**REQUIRED WORK**
Write out all of the entries that follow, word for word, but skip the pictures.

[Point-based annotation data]

(begin)

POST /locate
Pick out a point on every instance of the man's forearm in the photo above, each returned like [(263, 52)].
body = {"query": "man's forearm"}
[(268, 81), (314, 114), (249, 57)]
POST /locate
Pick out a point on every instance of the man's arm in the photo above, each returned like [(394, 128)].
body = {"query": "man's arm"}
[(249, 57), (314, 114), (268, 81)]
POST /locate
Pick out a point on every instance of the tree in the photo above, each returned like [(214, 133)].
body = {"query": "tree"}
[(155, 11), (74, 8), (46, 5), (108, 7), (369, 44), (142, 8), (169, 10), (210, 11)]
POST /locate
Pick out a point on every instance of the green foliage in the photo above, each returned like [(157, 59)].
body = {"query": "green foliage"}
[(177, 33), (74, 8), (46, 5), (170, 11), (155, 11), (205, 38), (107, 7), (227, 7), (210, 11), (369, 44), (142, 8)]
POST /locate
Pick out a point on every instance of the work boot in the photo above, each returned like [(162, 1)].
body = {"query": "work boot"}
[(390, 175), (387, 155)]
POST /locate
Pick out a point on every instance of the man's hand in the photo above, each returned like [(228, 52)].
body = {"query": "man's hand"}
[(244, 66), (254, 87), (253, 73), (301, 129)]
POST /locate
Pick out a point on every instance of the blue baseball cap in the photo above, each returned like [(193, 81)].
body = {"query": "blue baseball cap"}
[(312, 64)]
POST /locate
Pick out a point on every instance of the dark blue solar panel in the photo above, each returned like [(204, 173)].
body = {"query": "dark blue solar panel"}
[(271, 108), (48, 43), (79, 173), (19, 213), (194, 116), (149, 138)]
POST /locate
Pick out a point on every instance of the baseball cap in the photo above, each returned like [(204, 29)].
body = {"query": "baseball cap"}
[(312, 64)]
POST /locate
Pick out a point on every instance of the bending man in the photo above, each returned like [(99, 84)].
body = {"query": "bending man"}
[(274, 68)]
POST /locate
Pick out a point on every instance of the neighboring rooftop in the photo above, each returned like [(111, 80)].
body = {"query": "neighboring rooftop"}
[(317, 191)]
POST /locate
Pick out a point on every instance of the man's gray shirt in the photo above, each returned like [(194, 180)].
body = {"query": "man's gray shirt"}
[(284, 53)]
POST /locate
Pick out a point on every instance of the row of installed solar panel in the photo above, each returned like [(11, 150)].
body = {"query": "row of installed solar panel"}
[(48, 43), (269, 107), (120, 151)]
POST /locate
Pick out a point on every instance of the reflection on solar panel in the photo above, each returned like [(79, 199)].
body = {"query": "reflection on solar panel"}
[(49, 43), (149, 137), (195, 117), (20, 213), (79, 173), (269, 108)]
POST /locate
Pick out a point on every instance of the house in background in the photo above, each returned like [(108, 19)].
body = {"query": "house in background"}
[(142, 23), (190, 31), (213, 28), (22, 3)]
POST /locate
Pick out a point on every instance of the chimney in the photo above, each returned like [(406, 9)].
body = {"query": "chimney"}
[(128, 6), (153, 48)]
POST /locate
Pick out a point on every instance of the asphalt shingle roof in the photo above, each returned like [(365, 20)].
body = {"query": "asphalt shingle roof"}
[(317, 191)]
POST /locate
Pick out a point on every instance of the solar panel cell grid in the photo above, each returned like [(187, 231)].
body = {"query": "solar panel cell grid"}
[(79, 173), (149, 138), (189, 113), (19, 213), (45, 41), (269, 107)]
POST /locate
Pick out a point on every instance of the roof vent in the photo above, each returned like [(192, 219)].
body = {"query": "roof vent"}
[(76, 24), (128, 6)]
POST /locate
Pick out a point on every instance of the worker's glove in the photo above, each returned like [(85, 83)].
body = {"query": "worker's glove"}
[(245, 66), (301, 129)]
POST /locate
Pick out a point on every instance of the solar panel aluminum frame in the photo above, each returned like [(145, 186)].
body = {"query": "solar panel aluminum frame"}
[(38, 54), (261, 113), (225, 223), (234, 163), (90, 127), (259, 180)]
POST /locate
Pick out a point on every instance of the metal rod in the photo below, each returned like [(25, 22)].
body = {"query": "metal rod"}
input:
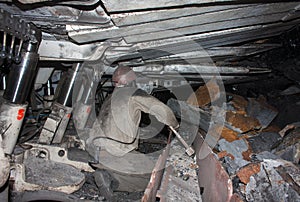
[(21, 76)]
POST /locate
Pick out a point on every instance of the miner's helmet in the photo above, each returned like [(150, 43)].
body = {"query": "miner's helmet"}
[(123, 76)]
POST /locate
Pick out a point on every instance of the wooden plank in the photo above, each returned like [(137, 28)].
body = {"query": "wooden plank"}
[(125, 19), (131, 5), (187, 25)]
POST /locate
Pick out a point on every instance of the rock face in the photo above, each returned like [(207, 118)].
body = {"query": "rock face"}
[(261, 161)]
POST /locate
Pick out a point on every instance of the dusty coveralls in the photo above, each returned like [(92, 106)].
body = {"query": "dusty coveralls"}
[(116, 128)]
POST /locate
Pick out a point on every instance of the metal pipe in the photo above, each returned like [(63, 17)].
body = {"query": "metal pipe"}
[(64, 95), (21, 76)]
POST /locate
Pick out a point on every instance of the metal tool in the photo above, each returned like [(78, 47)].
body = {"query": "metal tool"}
[(189, 150)]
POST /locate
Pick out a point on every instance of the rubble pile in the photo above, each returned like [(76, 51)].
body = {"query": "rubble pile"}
[(182, 182), (261, 159)]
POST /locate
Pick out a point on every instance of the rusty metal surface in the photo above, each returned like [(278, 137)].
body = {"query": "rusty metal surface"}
[(214, 182), (156, 177)]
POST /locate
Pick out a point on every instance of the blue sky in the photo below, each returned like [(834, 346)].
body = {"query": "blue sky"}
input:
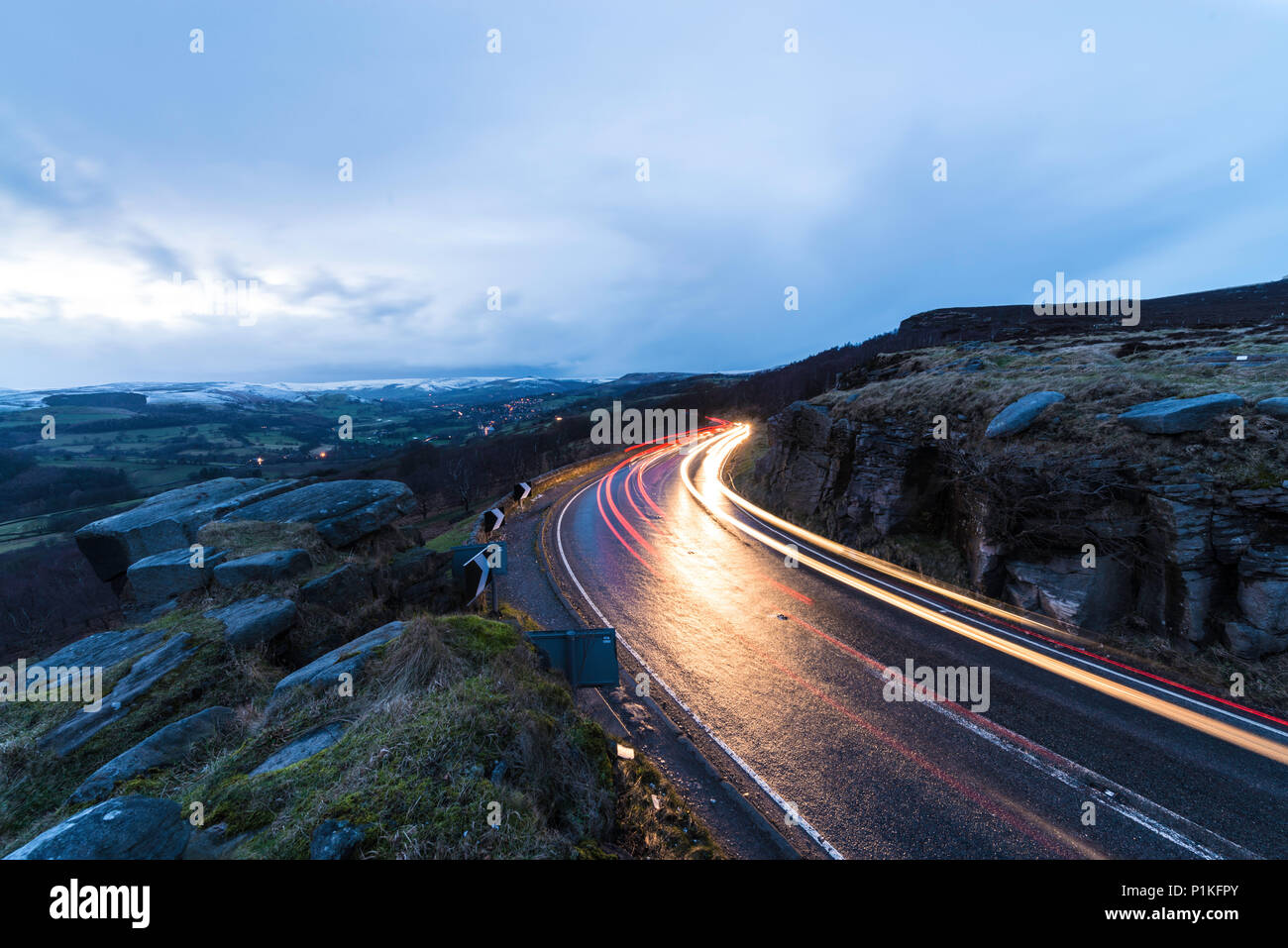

(end)

**SOLUTION TO THIS EXERCISE**
POST /locate
Pick out a point on every instance of the man's forearm in the photo above, each returned like [(263, 52)].
body = {"query": "man's forearm"}
[(268, 81), (314, 114), (249, 57)]
POST /locate
Pick out a point on every instance of the man's arm in the photo above, each returned like [(394, 128)].
body = {"query": "man's arm"}
[(249, 57), (314, 114), (268, 81)]
POST /locate
Pick out a point on every instance of the tree in the photo above, each returned like [(214, 133)].
body = {"query": "tree"}
[(155, 11), (74, 8), (46, 5), (108, 7), (369, 44), (142, 8), (169, 10), (210, 11)]
POST /locate
Pick out a point on every instance of the green foliage in the photo above, each returned like [(157, 59)].
body = {"query": "green foliage"}
[(177, 33), (74, 8), (46, 5), (170, 11), (155, 11), (205, 38), (107, 7), (227, 7), (210, 11), (369, 44), (142, 8)]
POST /locate
Pick out a point on every instance of the work boot in the photo above, each returned like [(162, 1)].
body = {"query": "work boot"}
[(390, 175), (387, 155)]
POST /locate
Pick out a point on every instance of the man's hand in the photo above, each returned like [(228, 52)].
body = {"query": "man's hand"}
[(244, 66), (254, 87), (253, 73), (301, 129)]
POST /locate
Pick out a point on every instance of the blue baseball cap in the photo above, each returned like [(193, 81)].
body = {"query": "blue baseball cap"}
[(312, 64)]
POST /locate
Pick out a point on every instance of the dark blue solar panel in the photo above, each returned like [(204, 173)].
body = {"query": "dark blue solar panel"}
[(271, 108), (48, 43), (79, 173), (19, 213), (194, 116), (149, 138)]
POST /locate
Pick out a point on every instance of the baseball cap in the photo above, each returned like [(204, 29)].
body = {"query": "baseball cap"}
[(312, 64)]
POST /locate
Pick out a point on every instance of the bending man in the photo above, each returned like [(99, 84)].
body = {"query": "bending man"}
[(274, 68)]
POST /locate
Pick out a point on every instance of the neighboring rooftop in the photo above, each returned like [(111, 80)].
body = {"query": "neighboring rooftop"}
[(317, 191)]
POST /locate
Pick out a point on every instance of the man's gray shirt in the photo above, each returned like [(194, 180)].
body = {"query": "man's gray shirt"}
[(284, 53)]
POST /locate
Pick out a point on every instance of the row of installed solar panel in the photo above, each returned like [(11, 150)].
body = {"query": "row of installed solar panel"}
[(48, 43), (269, 107), (120, 151)]
POST /locate
Pick out a point on every instance of the reflection on solar panel in the photo above, each returned like [(79, 199)].
body = {"query": "reflection on solar panel"}
[(49, 43), (149, 137), (195, 117), (20, 213), (79, 173), (269, 108)]
POST /locate
Pick out a point on every instance of the house in background in the photo above, each returned like [(108, 19)].
body = {"query": "house in background"}
[(142, 23), (190, 31), (213, 28), (22, 3)]
POST /locate
Pick out a point on every instance of the chimney in the photo above, each returned like [(406, 9)].
body = {"query": "chimney"}
[(128, 6), (153, 48)]
POST /locate
Pick out a point on every instance of the asphalt shingle roof in the photo above, each returned like [(365, 20)].
body = {"query": "asphalt shingle roof"}
[(317, 191)]
POST /locate
Pick out a point on every instance of the solar panel cell grid in the photo above, each returned like [(187, 231)].
body = {"query": "solar panel cell grid"}
[(79, 173), (149, 138), (189, 113), (19, 213), (45, 41), (269, 107)]
POST /locate
Pick out a point on every instance of the roof vent in the photo above, each returned like [(192, 219)].
body = {"query": "roof vent"}
[(76, 24), (128, 6)]
POST /locate
Pick out a point on every instance of the worker's glove in the photo above, each returned like [(85, 83)].
body = {"query": "worker's glove"}
[(245, 66), (301, 129)]
POST /locate
Pick out a point on every instance of the solar panel aluminum frame in the photo above, each returned like [(145, 186)].
body = {"query": "solar panel aluminum frame"}
[(38, 54), (261, 113), (225, 223), (234, 163), (90, 127), (259, 180)]
POST /locate
Pick out a point on every instance of the metal rod in the photo below, each returned like [(25, 22)].
body = {"query": "metal rod"}
input:
[(21, 76)]
POST /locate
Pick out a point on every instance of the miner's helmet in the photo above, each returned like [(150, 43)].
body = {"query": "miner's helmet"}
[(123, 76)]
POST /locate
Pick out a point on every instance of the wooden plank in the photo above, each returned like [(137, 28)].
body = {"query": "wooden plank"}
[(125, 19), (131, 5), (187, 25)]
POST /locate
Pick out a point on every instance of the rock face in the photo above, each returned like [(207, 118)].
body = {"query": "rock face"}
[(261, 161)]
POST /locate
Pick out a point on every instance of the dusty coveralls in the photo above, each returned like [(92, 106)].
body = {"query": "dusty coveralls"}
[(116, 128)]
POST /locate
Pick out a point on every instance of the metal pipe in the photo above, each returned like [(63, 17)].
body = {"query": "metal pipe"}
[(64, 95), (21, 76)]
POST /locate
Pick out a point on every instance of the metal tool in the photo above, each returned like [(78, 47)].
body = {"query": "metal tool"}
[(189, 150)]
POST /locate
Pick out a point on every instance of the rubble pile in the photo above, each returned like [(76, 51)].
body = {"query": "rubble pile"}
[(182, 182), (261, 159)]
POST /locate
Pick out a point on every instance of the rusty metal surface in the photo above, each returned like [(278, 137)].
body = {"query": "rusty metal surface"}
[(214, 182), (156, 177)]
POST /locate
Pick out a point on every instance of the blue sky in the photo below, each returned like [(834, 346)].
body = {"query": "blue sky"}
input:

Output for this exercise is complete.